>> Begin Document passage

Stephanie Meyer’s staggeringly successful Twilight series has gone from best-selling books to teen cinema smash and now to DVD. Its vampire twist on teenage romance even manages to melt Jez Sand’s heart.

Vampires have always been popular with the movie-going public – since 1922’s Nosferatu there have been over 200 films made about Dracula alone - and it seems this fascination with bloodsuckers won’t end anytime soon.

Stephanie Meyer’s Twilight books are staggeringly successful, topping the New York Times Best Sellers List. It focuses on the more romantic aspects of the genre, so it’s less blood spurting and throat biting and more eternal forbidden love.

Bella (Kristen Stewart) is the new girl in town, sent to an isolated rural community to live with her father. She has no problems fitting in with the other students who are upbeat and happy but becomes fascinated by the one boy they can’t quite figure out; Edward Cullen (Robert Pattinson) of the Cullen family, who keep themselves to themselves.

News Shopper: DVD review: Twilight ***

Initially aloof and brooding, Edward is drawn to Bella and they begin a budding romance but after saving her from certain death from a runaway truck he is forced to reveal to her what he is. His family, he explains, are ‘vegetarian’ vampires who don’t feed on humans but there are others which do.

It’s a predictable storyline, you can see their romance coming a mile away, but the pacing for the first half of the film is excellent. Pattinson is fantastic as the alabaster-skinned Cullen; wonderfully handsome and brooding with Byronic anguish and their developing romance is beautifully shot through snow covered trees and mountain ranges. Teenage girls all over the world will melt in their seats.

>> End Document passage
>> Begin Rows

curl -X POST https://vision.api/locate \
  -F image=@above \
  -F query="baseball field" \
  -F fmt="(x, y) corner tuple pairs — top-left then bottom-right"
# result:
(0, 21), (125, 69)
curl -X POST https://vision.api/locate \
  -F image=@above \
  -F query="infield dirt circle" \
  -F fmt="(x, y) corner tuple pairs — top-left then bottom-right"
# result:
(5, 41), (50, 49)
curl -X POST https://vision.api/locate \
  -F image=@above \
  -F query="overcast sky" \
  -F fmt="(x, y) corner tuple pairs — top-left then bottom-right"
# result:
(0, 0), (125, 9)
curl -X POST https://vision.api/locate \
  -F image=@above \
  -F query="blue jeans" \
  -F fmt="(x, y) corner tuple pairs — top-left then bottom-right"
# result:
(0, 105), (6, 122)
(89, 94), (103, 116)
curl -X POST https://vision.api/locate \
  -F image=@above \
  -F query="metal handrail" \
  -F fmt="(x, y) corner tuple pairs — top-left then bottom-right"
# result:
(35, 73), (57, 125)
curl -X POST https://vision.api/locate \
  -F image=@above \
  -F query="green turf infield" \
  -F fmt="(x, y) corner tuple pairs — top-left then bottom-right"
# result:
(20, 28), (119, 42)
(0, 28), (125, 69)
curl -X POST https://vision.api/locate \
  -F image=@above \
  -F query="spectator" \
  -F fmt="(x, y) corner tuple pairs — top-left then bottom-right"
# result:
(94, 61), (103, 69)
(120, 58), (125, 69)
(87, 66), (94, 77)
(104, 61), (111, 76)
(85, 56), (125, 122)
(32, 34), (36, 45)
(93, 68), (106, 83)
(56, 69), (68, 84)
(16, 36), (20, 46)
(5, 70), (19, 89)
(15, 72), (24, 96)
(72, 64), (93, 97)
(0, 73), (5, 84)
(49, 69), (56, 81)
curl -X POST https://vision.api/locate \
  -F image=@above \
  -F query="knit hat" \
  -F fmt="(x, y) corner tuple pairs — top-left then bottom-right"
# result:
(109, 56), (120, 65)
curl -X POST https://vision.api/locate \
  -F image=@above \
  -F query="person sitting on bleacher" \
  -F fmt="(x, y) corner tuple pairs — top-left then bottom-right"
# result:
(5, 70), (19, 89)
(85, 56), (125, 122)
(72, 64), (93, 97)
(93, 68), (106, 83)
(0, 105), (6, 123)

>> End Rows

Objectives:
[A] Copy the entries word for word, from their first line through the line that contains "(5, 41), (50, 49)".
[B] Continue the review of the Twilight DVD from its last sentence.
The entries are unrelated to the Twilight review.

Per-task answers:
[A]
curl -X POST https://vision.api/locate \
  -F image=@above \
  -F query="baseball field" \
  -F fmt="(x, y) corner tuple pairs — top-left then bottom-right"
# result:
(0, 21), (125, 69)
curl -X POST https://vision.api/locate \
  -F image=@above \
  -F query="infield dirt circle" \
  -F fmt="(x, y) corner tuple pairs — top-left then bottom-right"
# result:
(5, 41), (50, 49)

[B]
Where it starts to go a bit wrong is the second half. It’s a much better film when it’s exploring the uneasy developing romance between Bella and Edward. When it tries to become a pseudo-action movie, it starts to trip over itself. The special effects aren’t good enough to portray the vampires’ speed and it puts you in mind of the stop-start motion of the Six Million Dollar Man.

News Shopper: DVD review: Twilight ***

And Bella and Edward seem to fall in love rather quickly. One moment it’s smouldering looks from across the car park, the next it’s Bella lamenting “I’d rather die than stay away from you!” It’s all a bit melodramatic but par for the course of any teenage romance.

And what’s the moral here? Edward struggling with his simultaneous desire to make love to Bella and to kill her could be read as a thinly disguised endorsement for teenage abstinence. In fact, if there weren’t any vampires in it, it would just be story about forbidden teenage love.

But despite these minor gripes, if you watch it with your romantic teenager hat on, it’s a wonderfully enjoyable vampire film. It’s certainly not perfect but I must confess it melted even my cynical black heart and that’s got to count for something.

Twilight (PG) is out on DVD now.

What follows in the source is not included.